Athena Weapons Detection System Software

Newport News and Utica with Weapons-Detection Lessons

The January 6 shooting of an elementary school teacher in Newport News, Virginia, by a 6-year-old student has left the country aghast—especially since school officials were warned four times that day that the first grader had a gun, yet failed to find it in a search. The school district has since announced that it will purchase walk-through metal detectors for each school in the city.

In the meantime, the Utica (New York) school district is replacing a multimillion-dollar weapons detection system after a student smuggled a knife past the detector into a high school and stabbed a classmate. Reportedly, the superintendent who approved the purchase mistakenly believed the system would detect knives. Utica Schools is looking for a more comprehensive weapons-detection solution.

So much went wrong in both cases. The common theme, however, is the absence of appropriate security policies, procedures, and standards in the schools. Let’s hope that the selection, testing, purchase, installation, use, and maintenance of the technology in these two school systems, as well as staff training, exceed the apparent level of care applied to responding to alerts about responding to a boy with a gun or choosing a detection system in the first place.

Administrators in both Newport News and Utica should understand that effective walk-through weapons-screening systems must balance the competing needs of speed, limited resources, and effectiveness. As administrators learned in both cases, the ability to find every type of weapon they are looking for is paramount. Here are the key factors that that both districts should be considering:

Compliance with federal accuracy standards (zero false negatives): The current standard for walk-through weapons detection is embodied in NIJ Standard–0601.02 (2003), which superseded a version from the year 2000—which itself superseded the original 1974 standard (NILECJ-STD-0601.00 Level 1 and 2). According to that standard, the system must be able to detect a 6.35 mm (0.25 in) caliber pistol up to 2.54 cm (1.0 in) from the surface of the weapon carrier’s body. In practice, that means 100 percent detection of guns, rifles, and bombs. The standard also provides detection requirements for smaller objects containing less metal, such as knives and razor blades. If you buy a system that follows a standard then you will catch the items you are looking for when you set the WDS to the correct standard to find the knife or weapon.

= WRITTEN TASK 1 =
Summarize the passage on school weapons detection in two sentences.
= WRITTEN TASK 2 =
Carry the passage on school weapons detection forward from its final sentence.
The rows that follow bear no relation to the text above.

= EXTRACTED DATA =
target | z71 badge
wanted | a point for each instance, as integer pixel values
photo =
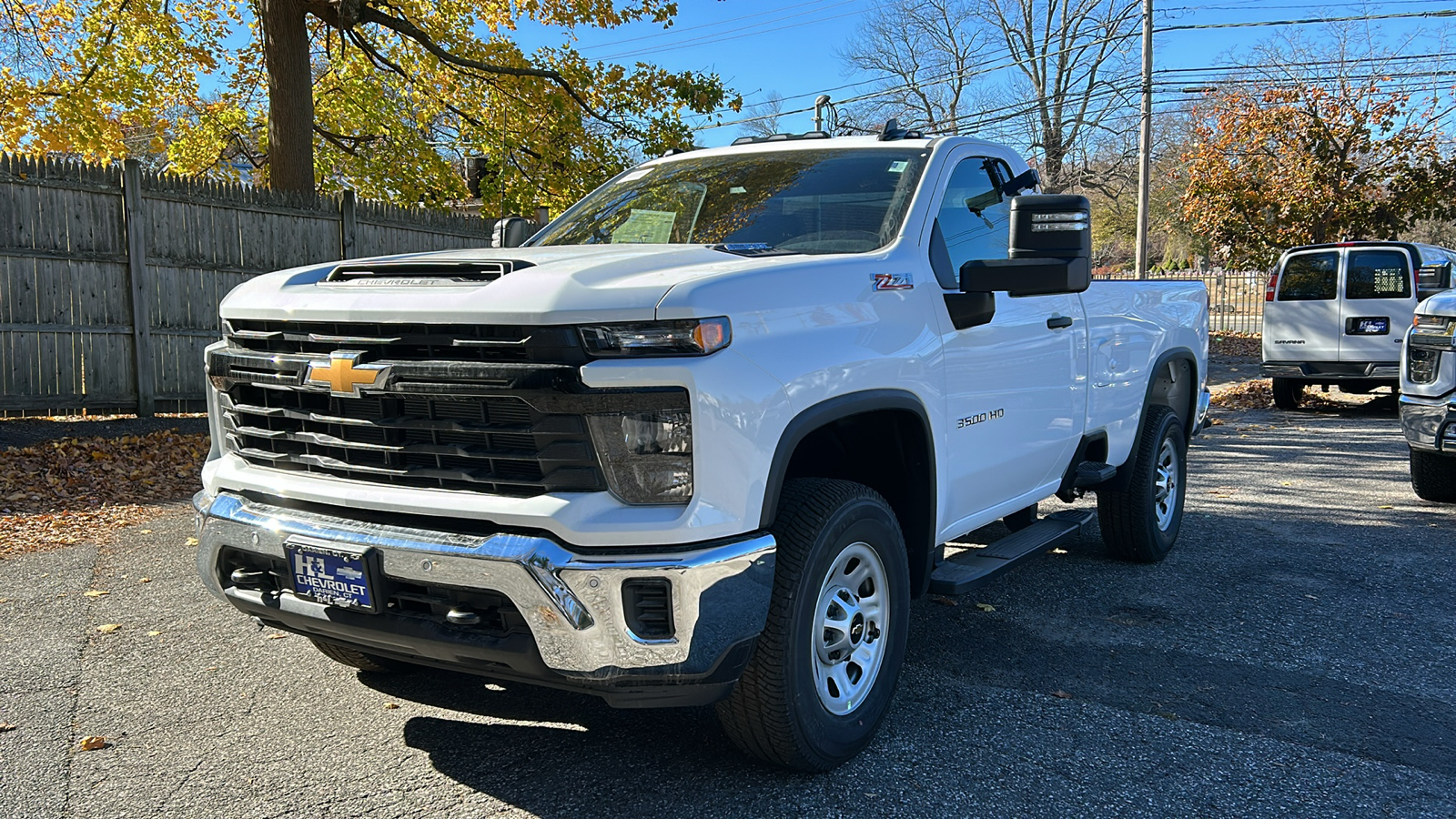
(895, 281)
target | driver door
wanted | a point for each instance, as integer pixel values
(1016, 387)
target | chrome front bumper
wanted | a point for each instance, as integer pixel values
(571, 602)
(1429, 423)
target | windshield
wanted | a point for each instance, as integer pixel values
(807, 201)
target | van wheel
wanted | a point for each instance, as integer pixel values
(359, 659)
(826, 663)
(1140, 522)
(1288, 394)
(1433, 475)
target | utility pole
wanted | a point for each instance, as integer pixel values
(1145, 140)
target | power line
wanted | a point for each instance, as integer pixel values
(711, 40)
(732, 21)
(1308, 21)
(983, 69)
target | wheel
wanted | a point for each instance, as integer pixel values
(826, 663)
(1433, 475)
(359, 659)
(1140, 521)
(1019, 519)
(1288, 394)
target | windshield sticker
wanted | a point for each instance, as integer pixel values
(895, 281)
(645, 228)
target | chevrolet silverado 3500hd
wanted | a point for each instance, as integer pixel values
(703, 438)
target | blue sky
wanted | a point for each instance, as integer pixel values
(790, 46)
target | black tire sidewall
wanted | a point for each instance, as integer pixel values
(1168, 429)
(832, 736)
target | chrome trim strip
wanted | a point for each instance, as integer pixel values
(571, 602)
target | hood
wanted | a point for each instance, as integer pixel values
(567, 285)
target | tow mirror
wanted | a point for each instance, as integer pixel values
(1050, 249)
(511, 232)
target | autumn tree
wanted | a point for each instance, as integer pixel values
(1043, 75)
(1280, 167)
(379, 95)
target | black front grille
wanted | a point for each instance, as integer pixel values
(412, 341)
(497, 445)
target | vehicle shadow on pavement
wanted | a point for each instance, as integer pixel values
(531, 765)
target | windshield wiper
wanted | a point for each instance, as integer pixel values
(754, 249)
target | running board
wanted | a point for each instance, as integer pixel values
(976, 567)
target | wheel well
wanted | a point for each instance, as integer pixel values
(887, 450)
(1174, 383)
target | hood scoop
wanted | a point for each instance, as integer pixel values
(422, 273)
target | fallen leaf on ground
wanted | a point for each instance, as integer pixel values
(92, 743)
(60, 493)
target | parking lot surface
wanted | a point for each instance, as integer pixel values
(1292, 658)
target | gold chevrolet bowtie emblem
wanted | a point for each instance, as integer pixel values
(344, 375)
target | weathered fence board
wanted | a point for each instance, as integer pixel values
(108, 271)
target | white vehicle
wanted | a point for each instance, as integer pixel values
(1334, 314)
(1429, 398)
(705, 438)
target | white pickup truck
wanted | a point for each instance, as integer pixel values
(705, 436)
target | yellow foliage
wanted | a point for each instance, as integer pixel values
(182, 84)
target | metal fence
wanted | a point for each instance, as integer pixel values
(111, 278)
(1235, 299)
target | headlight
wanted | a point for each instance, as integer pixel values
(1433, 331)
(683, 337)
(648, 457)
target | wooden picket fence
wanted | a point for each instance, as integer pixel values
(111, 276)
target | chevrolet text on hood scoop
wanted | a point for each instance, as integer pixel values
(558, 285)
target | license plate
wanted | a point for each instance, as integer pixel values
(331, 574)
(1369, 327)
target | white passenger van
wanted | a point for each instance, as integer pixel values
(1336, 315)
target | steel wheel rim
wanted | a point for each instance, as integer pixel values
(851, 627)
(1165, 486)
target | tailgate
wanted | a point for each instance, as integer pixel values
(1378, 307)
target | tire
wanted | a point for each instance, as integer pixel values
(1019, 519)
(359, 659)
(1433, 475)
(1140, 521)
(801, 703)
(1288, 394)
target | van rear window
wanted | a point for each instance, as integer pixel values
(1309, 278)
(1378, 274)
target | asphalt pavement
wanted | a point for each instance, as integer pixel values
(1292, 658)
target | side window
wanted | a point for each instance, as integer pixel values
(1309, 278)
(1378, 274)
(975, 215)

= TASK RESULT 1 =
After a 6-year-old student shot a teacher in Newport News, Virginia, despite four warnings that day, the district announced it would buy walk-through metal detectors, while the Utica, New York, district is replacing a weapons detection system that let a student bring a knife into a high school and stab a classmate. The text names the absence of appropriate security policies, procedures, and standards as the common theme and points to NIJ Standard–0601.02, which requires detection of a 6.35 mm caliber pistol and sets requirements for smaller objects such as knives and razor blades.

= TASK RESULT 2 =
High-efficiency (minimal false positives): As every police department and company with an alarm system knows, false positives erode the value of security systems. Besides causing delay, backup, and expenditure of staff time and resources, they undermine faith in the system. In such cases, operators come to expect alerts to be erroneous, making their follow-up searches laxer or even perfunctory and performative. In the worst cases, operators simply assume all alarms are false, leading to complacency and adjustments to make the detection technology less sensitive.

However, if the school is trying to detect knives, boxcutters, or similar items, it will likely have to heighten system sensitivity, increasing the number of false positives and adding delay and required manpower.

Quick throughput: Getting hundreds or even thousands of students through a school’s front door and into their classrooms by opening bell is a major operation. Adding entry screening makes it much more complex. Effective systems should allow students to walk through at normal speeds without having to remove coats, watches, keys, phones, wallets or jewelry.

Dual alarms: When it detects a weapon, the system should both produce an audible alarm and a visible alarm, such as a flashing light.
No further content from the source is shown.